━━ Texto de lectura ━━

Ya corrió la tinta sobre la entrevista que el presidente Correa concedió a la TVE la semana pasada. Brotaron chispas entre el entrevistado y la periodista Ana Pastor, chispas que me permiten una reflexión sobre tratos, cortesía y modales que brotan de esos modelos de conducta que se llaman educación e ideología. Mientras la periodista siempre trató a su invitado de “presidente” –que en la práctica equivale a un “doctor” o “ingeniero”–, él empezó con un amistoso “Anita” del que no se apeó hasta que ella le dijo que no estaba acostumbrada al diminutivo.

¿Exageramos los que siempre reparamos en el valor de las palabras? Con el oído y el ojo atentos vemos que cada expresión oral o escrita nos planta de cuerpo entero frente al mundo. Mientras unos se deslizan por el camino zigzagueante del lenguaje indirecto, ese que evade, da vueltas y teme el nombre de las cosas; otros se apropian de las palabras y las lanzan hacia el otro como dardos. ¿Quién le diría Rafael, al presidente en una primera interlocución con él? Pero él llamó Anita a la periodista en una señal de “graciosa deferencia” (y recuérdese que el sustantivo también significa “conducta condescendiente”), de esas de las que está poblada la cortesía masculina y no conocen lindero entre gesto amable o paternalista o seductor, que tamiza las relaciones profesionales con tintes de otros ámbitos.

¿También el cuidador de carros o el trabajador de la gasolinera quiere ser amistoso cuando nos dice “mi reina” o “madrina” y no, simplemente, “señora”, como sería válido reconocer a cualquier mujer más allá de los 23 años sin estar elucubrando sobre su estado civil? Por allí van las cosas. Los diminutivos en español tienen una doble connotación: suavizan y empequeñecen –si el padre es Carlos, el hijo es Carlitos– y también rebajan, reducen, menosprecian –“¿te servirá ese ‘trabajito’?”– por tanto, aunque impere una intención sobre la otra según el contexto, la segunda no deja de permanecer en el sustrato de una alocución o discurso.

━━━

● Tareas del ejercicio
#1 En el texto sobre la entrevista de Correa, ¿qué tratamiento usó siempre la periodista para dirigirse a su invitado?
#2 Por favor, continúa el texto sobre la entrevista de Correa a partir de su último párrafo.

━━ Los datos ━━

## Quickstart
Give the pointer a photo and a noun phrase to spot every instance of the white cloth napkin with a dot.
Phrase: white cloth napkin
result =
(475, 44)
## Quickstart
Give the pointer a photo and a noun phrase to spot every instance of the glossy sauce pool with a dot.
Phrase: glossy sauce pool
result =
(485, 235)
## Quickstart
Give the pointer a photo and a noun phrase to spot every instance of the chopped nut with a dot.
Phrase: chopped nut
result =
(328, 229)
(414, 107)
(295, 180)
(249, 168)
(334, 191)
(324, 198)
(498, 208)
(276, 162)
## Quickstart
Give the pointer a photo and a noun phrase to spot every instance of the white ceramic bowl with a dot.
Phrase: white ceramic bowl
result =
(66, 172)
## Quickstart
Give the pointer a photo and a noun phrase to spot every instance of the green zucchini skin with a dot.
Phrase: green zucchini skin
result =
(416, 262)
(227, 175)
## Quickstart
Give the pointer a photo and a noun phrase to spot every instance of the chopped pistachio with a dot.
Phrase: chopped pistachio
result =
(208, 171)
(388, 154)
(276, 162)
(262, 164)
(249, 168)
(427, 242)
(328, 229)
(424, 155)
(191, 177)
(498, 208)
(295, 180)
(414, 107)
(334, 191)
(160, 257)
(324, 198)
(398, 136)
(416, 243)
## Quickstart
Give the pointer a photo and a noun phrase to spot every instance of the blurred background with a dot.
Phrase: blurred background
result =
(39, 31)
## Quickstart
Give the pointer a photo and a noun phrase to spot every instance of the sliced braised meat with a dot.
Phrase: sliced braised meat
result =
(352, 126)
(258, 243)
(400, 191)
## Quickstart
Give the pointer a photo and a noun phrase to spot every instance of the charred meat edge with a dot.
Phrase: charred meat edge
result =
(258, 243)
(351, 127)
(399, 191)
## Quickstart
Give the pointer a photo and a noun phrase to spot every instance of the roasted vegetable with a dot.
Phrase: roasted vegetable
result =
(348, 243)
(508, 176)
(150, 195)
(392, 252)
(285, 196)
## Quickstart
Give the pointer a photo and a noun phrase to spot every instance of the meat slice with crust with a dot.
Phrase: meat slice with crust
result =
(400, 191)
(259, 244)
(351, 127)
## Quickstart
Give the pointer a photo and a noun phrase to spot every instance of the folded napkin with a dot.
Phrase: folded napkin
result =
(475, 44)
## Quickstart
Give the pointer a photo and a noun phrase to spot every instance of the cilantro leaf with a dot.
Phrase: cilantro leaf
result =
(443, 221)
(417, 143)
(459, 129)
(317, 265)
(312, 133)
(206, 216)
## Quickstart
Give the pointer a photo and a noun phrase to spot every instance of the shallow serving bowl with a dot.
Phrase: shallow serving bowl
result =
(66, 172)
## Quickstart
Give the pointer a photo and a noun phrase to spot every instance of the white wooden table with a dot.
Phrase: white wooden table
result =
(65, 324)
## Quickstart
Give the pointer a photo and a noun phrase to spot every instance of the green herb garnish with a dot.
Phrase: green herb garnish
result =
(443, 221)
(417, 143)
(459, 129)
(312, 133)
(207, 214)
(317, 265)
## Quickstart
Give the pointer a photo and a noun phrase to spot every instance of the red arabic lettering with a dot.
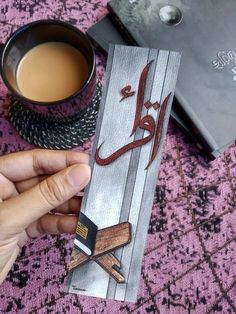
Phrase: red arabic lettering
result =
(126, 92)
(141, 89)
(147, 123)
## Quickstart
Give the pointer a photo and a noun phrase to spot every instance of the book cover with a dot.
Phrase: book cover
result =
(129, 138)
(202, 31)
(106, 32)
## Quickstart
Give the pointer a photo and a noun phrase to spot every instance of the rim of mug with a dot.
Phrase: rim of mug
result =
(35, 23)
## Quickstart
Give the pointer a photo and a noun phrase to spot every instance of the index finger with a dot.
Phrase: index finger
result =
(27, 164)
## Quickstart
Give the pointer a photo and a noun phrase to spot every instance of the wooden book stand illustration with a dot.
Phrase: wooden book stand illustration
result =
(108, 240)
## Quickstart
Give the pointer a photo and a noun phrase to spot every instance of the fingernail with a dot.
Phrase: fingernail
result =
(79, 175)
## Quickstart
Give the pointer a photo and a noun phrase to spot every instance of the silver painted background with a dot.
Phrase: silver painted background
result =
(124, 190)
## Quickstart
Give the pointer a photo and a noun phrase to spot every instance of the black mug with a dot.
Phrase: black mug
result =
(36, 33)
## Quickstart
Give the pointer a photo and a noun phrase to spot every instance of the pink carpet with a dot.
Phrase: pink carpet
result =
(190, 257)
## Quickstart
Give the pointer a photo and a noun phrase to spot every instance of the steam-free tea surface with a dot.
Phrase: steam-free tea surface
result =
(51, 71)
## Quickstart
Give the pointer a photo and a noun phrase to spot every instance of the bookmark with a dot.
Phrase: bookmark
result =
(130, 133)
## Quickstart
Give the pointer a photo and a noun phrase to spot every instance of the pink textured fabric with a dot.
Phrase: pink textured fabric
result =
(190, 261)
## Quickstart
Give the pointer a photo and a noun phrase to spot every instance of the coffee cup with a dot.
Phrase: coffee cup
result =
(32, 40)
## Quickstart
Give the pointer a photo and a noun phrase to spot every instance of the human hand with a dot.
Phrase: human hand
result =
(32, 183)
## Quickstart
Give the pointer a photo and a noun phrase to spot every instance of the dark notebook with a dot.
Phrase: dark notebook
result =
(86, 233)
(105, 32)
(203, 32)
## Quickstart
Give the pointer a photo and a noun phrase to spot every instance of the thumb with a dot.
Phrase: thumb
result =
(27, 207)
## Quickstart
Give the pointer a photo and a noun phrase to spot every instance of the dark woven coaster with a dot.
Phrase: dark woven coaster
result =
(55, 133)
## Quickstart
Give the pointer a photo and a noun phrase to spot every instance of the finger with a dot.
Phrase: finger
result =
(25, 185)
(52, 224)
(27, 207)
(70, 207)
(24, 165)
(7, 188)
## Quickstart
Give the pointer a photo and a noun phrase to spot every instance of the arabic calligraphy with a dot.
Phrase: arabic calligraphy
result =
(146, 123)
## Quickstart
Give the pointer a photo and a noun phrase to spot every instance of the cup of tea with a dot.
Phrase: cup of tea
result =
(49, 65)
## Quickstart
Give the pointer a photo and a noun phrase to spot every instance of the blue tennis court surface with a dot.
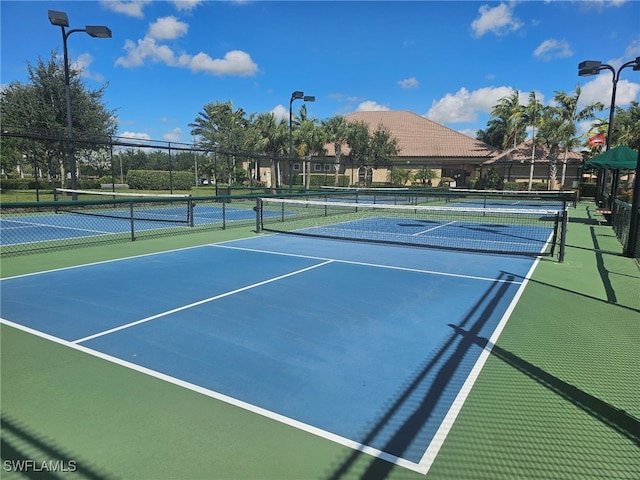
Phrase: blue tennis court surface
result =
(371, 346)
(464, 235)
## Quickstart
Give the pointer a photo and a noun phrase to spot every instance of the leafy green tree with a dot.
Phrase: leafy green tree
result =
(270, 137)
(337, 132)
(567, 109)
(552, 134)
(224, 129)
(399, 176)
(310, 139)
(382, 148)
(39, 107)
(426, 175)
(506, 127)
(532, 115)
(490, 180)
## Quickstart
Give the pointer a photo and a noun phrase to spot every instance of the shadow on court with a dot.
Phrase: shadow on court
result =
(447, 359)
(615, 418)
(28, 454)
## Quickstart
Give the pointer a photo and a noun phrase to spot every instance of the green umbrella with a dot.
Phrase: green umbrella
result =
(620, 157)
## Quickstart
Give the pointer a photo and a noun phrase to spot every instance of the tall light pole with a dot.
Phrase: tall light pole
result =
(61, 20)
(594, 67)
(297, 95)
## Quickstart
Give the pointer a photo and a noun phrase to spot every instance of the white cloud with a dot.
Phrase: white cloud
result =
(235, 62)
(371, 106)
(129, 8)
(167, 28)
(463, 106)
(498, 20)
(146, 49)
(135, 136)
(552, 48)
(409, 83)
(82, 63)
(186, 5)
(173, 135)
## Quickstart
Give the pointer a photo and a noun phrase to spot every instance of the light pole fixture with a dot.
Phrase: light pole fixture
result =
(297, 95)
(594, 67)
(60, 19)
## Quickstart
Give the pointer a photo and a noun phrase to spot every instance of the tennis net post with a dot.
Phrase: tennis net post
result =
(501, 230)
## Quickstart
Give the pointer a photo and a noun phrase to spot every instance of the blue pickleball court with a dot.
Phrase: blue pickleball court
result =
(371, 346)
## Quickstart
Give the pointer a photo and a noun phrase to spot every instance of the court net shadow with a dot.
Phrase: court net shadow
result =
(28, 454)
(440, 367)
(619, 420)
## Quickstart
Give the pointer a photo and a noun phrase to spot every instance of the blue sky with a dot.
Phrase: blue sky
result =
(449, 61)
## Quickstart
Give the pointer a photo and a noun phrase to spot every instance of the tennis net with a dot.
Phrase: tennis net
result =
(513, 231)
(169, 208)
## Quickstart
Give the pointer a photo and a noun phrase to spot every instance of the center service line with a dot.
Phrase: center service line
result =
(200, 302)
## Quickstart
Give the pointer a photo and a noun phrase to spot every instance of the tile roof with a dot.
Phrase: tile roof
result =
(522, 154)
(418, 136)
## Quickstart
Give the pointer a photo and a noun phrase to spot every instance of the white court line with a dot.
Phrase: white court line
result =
(441, 434)
(365, 264)
(374, 452)
(48, 225)
(433, 228)
(195, 304)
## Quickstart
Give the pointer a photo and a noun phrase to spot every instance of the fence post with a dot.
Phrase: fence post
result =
(630, 247)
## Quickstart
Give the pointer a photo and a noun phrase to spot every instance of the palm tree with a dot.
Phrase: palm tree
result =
(551, 135)
(310, 139)
(337, 131)
(569, 113)
(509, 113)
(426, 175)
(399, 176)
(271, 138)
(532, 113)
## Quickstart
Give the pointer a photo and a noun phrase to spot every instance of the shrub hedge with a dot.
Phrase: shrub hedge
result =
(159, 180)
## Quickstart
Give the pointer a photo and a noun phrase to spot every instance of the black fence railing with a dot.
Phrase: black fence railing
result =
(30, 227)
(622, 217)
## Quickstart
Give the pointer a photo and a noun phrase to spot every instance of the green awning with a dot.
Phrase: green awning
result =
(620, 157)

━━━

● Respuestas del ejercicio
#1 El de “presidente”.

#2
En tiempos en que el pronunciamiento de la RAE sobre el sexismo lingüístico ha acalorado muchas discusiones de todo tipo, es conveniente reparar en que el intercambio de tratamientos también puede responder a esa actitud de superioridad o cortesía con que el esquema masculino marca el comportamiento social: los gestos afables pueden enmascarar conducta de subestimación sobre las mujeres, así como de desmesurada sumisión de quien se siente menos. Para evitar estos matices es que el encuentro profesional de la gente debería apelar a una cordialidad neutral.

El tema del sexismo lingüístico es apasionante y requiere ser abordado desde bases gramaticales y feministas. Tengo años familiarizada con él y todavía no me he manifestado, precisamente porque lo estudio con serenidad. El apasionamiento multiplica los errores –por ejemplo, lenguaje no es sinónimo de lengua o idioma y veo que se usan los tres términos como si fueran sinónimos– y defiende unas violencias sobre los usos idiomáticos que harían fatigante, chata e incorrecta la comunicación. Porque por muy rebeldes que queramos ser en nuestra apropiación de la lengua madre, todos, absolutamente todos, seguimos unas pautas a las que les reconocemos el carácter de corrección. Y por ellas vela la RAE.

Precisamente en matizar la carga semántica de las palabras –a costa de los giros, imágenes, sonoridades cargadas y hasta vacías– radica la eficacia de los mensajes. Y si “Ana” fue tratada como “Anita” por quien lidera un gobierno que hace campaña publicitaria contra los diminutivos, tenemos que tomarlo en cuenta.